Problem details
If a line below contains the string "JSON", copy it out.

(Dataset entries)

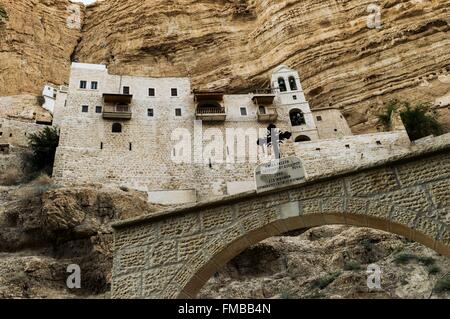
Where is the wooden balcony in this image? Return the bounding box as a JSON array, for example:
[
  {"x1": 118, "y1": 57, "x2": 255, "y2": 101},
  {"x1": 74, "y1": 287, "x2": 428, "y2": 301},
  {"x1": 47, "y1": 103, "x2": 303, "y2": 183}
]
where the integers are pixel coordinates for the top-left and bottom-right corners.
[
  {"x1": 103, "y1": 93, "x2": 133, "y2": 104},
  {"x1": 196, "y1": 106, "x2": 227, "y2": 121},
  {"x1": 252, "y1": 90, "x2": 276, "y2": 105},
  {"x1": 103, "y1": 105, "x2": 132, "y2": 120},
  {"x1": 257, "y1": 107, "x2": 278, "y2": 122},
  {"x1": 194, "y1": 90, "x2": 224, "y2": 102}
]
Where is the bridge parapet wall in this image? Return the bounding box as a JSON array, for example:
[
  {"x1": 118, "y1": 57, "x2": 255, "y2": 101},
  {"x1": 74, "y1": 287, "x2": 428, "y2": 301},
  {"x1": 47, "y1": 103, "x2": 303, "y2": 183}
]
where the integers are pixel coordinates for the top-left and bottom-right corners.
[{"x1": 111, "y1": 141, "x2": 450, "y2": 299}]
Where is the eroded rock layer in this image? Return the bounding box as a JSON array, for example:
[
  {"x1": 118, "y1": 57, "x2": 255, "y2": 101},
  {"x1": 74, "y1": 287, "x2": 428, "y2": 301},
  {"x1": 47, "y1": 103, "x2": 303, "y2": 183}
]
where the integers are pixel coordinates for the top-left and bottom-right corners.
[{"x1": 0, "y1": 0, "x2": 83, "y2": 96}]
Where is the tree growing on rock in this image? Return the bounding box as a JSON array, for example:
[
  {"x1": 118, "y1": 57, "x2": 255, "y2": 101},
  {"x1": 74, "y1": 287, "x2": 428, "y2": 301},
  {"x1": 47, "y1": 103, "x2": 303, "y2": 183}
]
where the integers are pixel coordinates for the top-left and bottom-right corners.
[
  {"x1": 0, "y1": 5, "x2": 8, "y2": 22},
  {"x1": 377, "y1": 99, "x2": 443, "y2": 141},
  {"x1": 26, "y1": 126, "x2": 60, "y2": 175}
]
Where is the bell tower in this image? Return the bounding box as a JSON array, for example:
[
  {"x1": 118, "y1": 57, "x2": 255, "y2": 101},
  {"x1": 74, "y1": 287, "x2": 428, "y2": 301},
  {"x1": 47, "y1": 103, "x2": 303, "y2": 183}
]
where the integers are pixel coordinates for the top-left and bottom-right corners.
[{"x1": 271, "y1": 65, "x2": 319, "y2": 142}]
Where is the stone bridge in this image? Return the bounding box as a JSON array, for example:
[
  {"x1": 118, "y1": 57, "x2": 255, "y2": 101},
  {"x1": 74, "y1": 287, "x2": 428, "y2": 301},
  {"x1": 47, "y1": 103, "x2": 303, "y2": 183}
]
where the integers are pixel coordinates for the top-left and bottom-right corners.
[{"x1": 111, "y1": 144, "x2": 450, "y2": 299}]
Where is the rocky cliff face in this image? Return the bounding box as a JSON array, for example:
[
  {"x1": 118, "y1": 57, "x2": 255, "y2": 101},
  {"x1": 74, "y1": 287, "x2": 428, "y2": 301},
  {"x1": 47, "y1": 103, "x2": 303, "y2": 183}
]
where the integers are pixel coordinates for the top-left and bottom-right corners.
[
  {"x1": 0, "y1": 0, "x2": 83, "y2": 96},
  {"x1": 0, "y1": 180, "x2": 165, "y2": 298},
  {"x1": 1, "y1": 0, "x2": 449, "y2": 131}
]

Solution to this exercise
Where is the wooden balcony in this image? Return the bounding box as a JSON array, for example:
Where is the bridge parapet wall in this image? Return the bounding box as a JSON array, for example:
Where is the eroded rock layer in this image? Return the bounding box as a JSON array, for example:
Where is the tree growing on rock in this image? Return the bounding box as a JSON array, for example:
Where is the bell tower in this image? Return the bounding box as a JSON array, for example:
Where is the stone bridge in this image? Return the bounding box as a JSON array, for example:
Where is the rocky cliff face in this image? Return the bounding box as a JSON array, for example:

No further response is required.